Given text.
• • • •

Medical Genetics For Down Syndrome

Genetics of Down Syndrome

Discuss about the Medical Genetics for Down Syndrome.

DS is a persistent state caused by the extra copy of chromosome 21(Hsa21). The parents of DS affected children are normal atypically on context to genetics. The chance of having an extra copy of chromosome 21 is 95%. This extra copy is presented randomly when there is some form of abnormality during the process of formation of egg or sperm. In some cases the parents may pass on the genes, increasing the chances of the grandchildren to have Down syndrome. For the rest of the 5% cases, the syndrome is inherited from a healthy parent. The detection for the presence of the silent risk for Down syndrome in the DNA can b done with the help of some very useful tests that give accurate results.

• • • •

Data for review.
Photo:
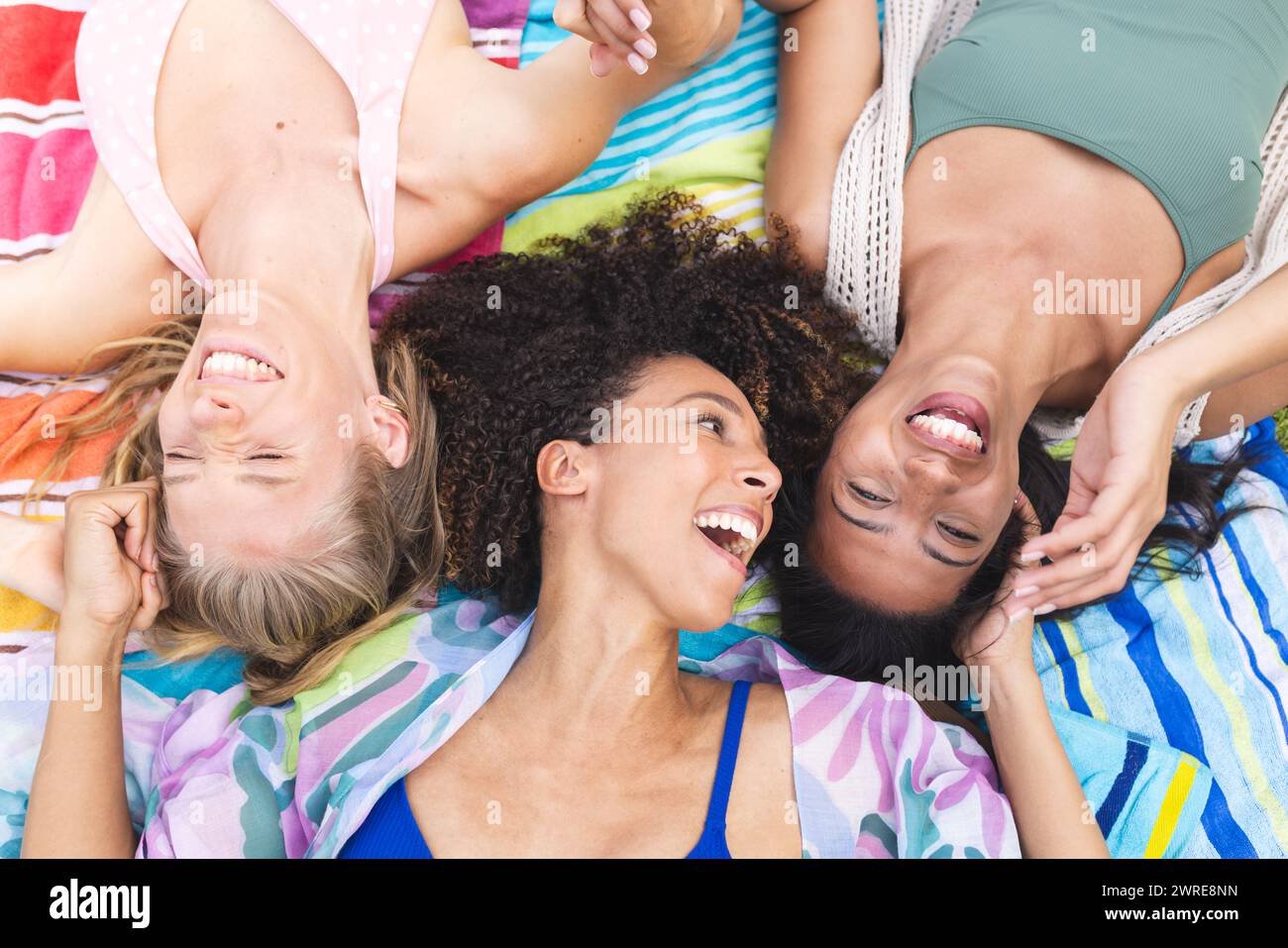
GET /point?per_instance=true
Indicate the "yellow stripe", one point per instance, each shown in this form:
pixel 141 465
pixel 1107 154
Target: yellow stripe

• • • •

Task objective.
According to the text on the genetics of Down syndrome, what causes the condition?

Answer section.
An extra copy of chromosome 21 (Hsa21).